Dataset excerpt
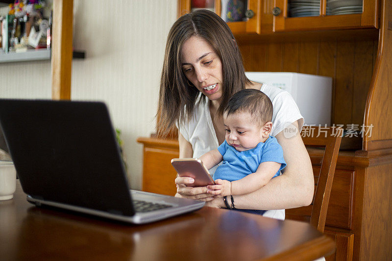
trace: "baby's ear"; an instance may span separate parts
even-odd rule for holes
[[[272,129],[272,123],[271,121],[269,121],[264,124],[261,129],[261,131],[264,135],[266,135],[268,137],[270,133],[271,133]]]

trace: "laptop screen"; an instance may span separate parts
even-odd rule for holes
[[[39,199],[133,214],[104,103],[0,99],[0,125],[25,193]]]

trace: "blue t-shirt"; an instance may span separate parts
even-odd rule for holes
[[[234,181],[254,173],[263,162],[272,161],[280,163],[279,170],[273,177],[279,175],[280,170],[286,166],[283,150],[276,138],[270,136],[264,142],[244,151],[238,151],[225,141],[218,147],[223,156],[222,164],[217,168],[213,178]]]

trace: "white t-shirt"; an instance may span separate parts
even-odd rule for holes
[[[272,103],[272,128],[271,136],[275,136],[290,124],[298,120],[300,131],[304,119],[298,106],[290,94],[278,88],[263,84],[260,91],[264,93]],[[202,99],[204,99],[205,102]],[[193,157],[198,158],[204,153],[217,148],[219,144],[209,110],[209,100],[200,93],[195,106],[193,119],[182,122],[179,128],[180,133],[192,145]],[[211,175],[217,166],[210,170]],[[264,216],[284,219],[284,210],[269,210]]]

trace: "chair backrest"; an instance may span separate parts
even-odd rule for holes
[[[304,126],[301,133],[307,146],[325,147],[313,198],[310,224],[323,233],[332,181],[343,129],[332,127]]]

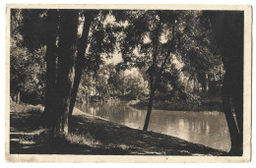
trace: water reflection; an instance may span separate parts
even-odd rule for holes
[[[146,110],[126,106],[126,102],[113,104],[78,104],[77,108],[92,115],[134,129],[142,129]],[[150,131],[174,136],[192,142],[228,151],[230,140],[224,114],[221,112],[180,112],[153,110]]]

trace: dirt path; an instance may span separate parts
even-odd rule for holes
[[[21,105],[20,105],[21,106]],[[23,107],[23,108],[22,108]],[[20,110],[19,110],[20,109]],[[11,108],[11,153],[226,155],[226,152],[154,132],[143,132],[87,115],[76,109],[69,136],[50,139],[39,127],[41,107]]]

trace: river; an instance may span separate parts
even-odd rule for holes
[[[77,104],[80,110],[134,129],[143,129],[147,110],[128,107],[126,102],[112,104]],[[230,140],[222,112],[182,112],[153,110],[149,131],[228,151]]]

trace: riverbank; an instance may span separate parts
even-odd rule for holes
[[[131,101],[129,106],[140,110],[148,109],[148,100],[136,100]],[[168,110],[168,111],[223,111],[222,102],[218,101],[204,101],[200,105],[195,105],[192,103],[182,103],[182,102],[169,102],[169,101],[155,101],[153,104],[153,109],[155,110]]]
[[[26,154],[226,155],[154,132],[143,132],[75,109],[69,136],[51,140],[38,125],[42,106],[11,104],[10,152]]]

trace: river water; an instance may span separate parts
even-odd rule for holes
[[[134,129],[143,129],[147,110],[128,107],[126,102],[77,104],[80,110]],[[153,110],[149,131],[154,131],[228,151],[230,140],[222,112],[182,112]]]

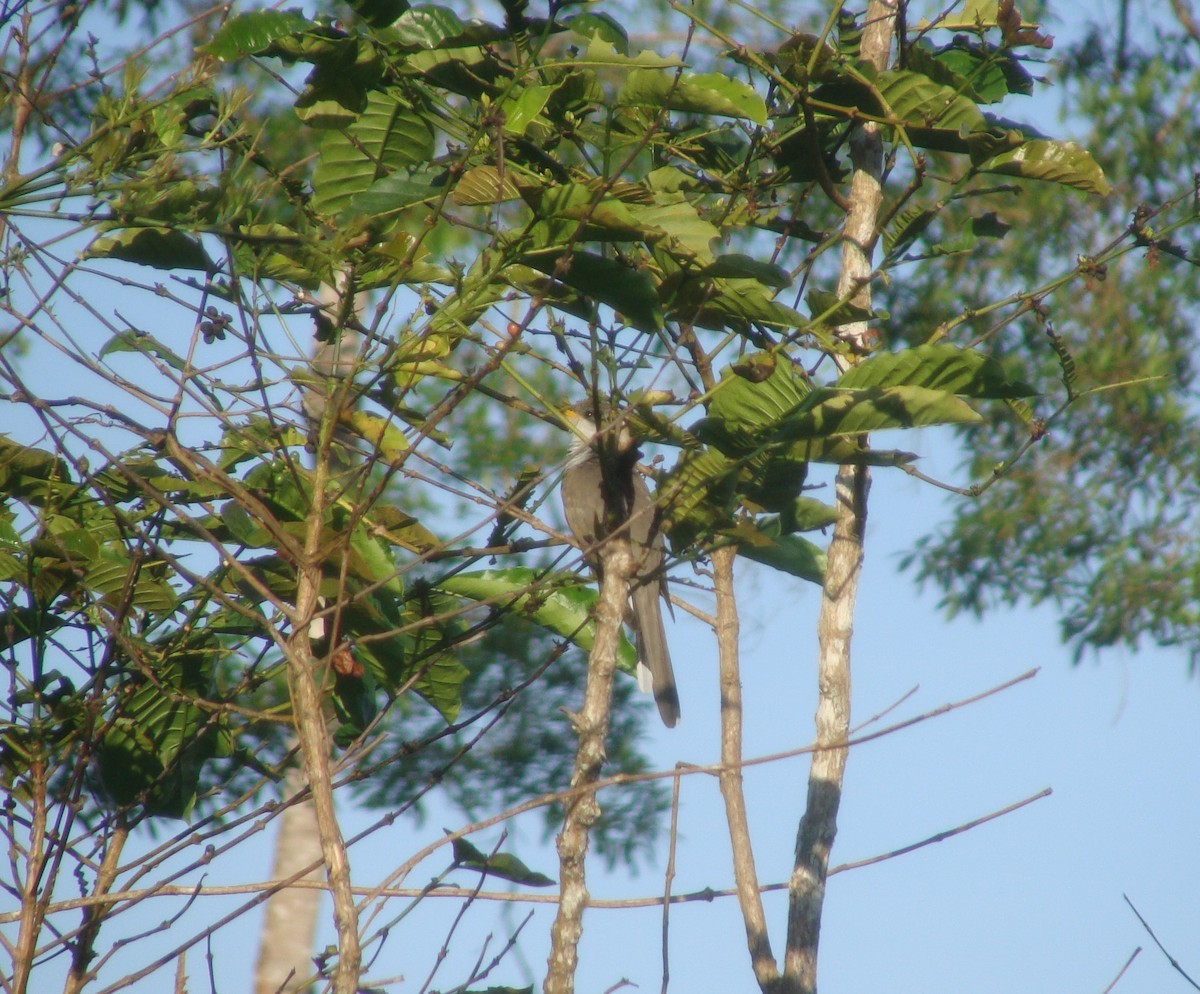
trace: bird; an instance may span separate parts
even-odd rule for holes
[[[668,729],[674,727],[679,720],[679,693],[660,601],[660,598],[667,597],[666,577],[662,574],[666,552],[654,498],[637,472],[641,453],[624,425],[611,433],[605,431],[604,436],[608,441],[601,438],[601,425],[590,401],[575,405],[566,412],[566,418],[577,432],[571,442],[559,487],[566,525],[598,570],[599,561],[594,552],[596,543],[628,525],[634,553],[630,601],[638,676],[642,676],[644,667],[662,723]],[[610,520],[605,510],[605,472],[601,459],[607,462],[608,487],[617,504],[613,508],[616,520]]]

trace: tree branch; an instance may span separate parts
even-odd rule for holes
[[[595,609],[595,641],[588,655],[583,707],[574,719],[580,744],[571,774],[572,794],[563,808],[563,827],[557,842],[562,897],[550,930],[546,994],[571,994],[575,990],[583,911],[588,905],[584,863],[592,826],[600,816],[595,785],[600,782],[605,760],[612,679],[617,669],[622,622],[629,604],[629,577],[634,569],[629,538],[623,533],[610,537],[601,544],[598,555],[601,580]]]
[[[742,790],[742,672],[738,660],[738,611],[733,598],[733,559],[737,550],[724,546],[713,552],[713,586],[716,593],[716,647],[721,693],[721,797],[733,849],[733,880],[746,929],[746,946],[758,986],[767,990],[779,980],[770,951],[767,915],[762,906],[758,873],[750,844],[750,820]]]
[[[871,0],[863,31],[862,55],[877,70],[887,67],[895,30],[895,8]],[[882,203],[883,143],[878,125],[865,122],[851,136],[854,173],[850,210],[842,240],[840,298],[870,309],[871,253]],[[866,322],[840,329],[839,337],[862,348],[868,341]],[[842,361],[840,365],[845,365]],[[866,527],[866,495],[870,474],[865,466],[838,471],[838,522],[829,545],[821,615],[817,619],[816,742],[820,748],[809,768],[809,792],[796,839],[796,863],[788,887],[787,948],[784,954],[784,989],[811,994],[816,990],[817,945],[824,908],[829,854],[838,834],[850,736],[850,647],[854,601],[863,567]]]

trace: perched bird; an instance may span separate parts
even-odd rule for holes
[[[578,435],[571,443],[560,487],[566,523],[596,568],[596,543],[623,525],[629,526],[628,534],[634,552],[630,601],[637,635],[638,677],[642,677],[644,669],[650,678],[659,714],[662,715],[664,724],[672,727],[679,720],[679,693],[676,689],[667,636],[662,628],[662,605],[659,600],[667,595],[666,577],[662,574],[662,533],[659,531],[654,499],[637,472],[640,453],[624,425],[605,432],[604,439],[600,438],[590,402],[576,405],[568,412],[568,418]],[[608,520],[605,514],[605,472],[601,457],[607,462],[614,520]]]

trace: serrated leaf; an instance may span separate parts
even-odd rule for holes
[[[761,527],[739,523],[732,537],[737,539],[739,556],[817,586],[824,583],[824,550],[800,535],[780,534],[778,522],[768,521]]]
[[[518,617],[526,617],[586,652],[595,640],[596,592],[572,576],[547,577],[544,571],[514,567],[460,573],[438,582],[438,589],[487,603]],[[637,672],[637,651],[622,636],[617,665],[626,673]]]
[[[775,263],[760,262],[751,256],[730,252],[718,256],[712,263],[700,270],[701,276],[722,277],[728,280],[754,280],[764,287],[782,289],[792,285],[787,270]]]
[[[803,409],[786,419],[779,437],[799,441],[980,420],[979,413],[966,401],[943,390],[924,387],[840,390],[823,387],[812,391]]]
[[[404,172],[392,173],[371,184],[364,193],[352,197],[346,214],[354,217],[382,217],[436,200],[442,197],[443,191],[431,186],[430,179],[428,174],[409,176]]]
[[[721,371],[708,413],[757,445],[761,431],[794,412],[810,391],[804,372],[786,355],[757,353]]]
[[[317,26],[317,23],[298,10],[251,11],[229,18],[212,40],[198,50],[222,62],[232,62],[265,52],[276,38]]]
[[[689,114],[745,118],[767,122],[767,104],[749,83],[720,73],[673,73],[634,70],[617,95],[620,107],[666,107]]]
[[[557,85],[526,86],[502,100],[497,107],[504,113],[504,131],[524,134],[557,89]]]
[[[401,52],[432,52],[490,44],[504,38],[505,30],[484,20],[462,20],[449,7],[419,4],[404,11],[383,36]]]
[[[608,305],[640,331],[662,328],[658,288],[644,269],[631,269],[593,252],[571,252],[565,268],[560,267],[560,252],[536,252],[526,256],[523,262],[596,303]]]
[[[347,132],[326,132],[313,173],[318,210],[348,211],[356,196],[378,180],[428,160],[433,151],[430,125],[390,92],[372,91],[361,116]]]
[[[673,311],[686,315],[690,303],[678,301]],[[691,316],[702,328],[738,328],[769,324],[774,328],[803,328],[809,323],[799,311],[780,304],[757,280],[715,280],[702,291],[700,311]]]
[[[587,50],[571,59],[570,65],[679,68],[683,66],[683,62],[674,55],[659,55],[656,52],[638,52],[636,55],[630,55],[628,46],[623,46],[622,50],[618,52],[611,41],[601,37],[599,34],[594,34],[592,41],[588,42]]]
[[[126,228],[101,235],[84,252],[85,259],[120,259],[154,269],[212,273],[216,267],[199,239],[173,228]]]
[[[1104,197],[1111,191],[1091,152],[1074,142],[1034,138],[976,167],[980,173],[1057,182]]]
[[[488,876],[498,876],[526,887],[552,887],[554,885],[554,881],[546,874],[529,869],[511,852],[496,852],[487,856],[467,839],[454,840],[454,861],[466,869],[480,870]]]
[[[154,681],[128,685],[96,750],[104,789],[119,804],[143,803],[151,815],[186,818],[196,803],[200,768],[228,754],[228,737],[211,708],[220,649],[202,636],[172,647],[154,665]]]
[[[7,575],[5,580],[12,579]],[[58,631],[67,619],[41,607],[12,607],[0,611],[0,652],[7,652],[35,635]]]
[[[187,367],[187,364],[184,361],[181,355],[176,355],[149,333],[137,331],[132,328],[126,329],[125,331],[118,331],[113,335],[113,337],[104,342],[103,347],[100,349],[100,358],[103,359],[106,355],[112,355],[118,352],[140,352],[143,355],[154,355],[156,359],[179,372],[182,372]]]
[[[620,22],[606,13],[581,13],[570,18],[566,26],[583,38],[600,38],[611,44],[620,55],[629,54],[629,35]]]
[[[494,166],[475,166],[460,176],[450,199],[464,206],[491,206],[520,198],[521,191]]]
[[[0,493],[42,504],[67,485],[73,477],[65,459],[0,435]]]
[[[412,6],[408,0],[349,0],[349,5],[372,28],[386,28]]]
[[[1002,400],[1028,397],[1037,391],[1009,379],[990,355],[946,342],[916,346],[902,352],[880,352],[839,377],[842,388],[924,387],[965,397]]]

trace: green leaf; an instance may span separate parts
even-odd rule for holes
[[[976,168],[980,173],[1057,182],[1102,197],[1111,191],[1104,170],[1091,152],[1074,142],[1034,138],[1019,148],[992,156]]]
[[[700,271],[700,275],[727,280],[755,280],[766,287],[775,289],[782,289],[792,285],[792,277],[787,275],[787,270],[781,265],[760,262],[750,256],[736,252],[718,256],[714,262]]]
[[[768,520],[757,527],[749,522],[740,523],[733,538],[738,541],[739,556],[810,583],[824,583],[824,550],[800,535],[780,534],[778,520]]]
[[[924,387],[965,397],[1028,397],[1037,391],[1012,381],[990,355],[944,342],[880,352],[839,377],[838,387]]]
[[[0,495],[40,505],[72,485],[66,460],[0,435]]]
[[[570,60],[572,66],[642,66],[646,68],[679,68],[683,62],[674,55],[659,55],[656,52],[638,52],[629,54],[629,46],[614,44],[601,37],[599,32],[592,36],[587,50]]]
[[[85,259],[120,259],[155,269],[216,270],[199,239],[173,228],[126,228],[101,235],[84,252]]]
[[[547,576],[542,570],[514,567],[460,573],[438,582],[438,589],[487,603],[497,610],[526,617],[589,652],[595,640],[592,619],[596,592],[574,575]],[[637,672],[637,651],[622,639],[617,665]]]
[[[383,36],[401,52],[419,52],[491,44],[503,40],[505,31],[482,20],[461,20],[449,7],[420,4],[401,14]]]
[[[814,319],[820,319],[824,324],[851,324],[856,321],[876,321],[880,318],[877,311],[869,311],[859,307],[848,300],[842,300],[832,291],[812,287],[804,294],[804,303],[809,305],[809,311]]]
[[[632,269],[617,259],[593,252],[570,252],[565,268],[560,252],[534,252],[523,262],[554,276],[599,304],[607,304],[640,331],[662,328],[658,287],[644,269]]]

= Aim =
Reproduce the stretch from the start of the records through the line containing "[[[39,199],[133,214],[104,103],[0,99],[0,125],[25,193]]]", including both ends. Omit the pictures from your answer.

= The completed task =
trace: "baby's ear"; an instance may span separate parts
even-odd rule for holes
[[[272,129],[272,123],[271,121],[269,121],[264,124],[261,129],[261,131],[264,135],[266,135],[268,137],[270,133],[271,133]]]

trace: "laptop screen"; an instance may span separate parts
even-odd rule for holes
[[[39,199],[133,214],[104,103],[0,99],[0,125],[25,193]]]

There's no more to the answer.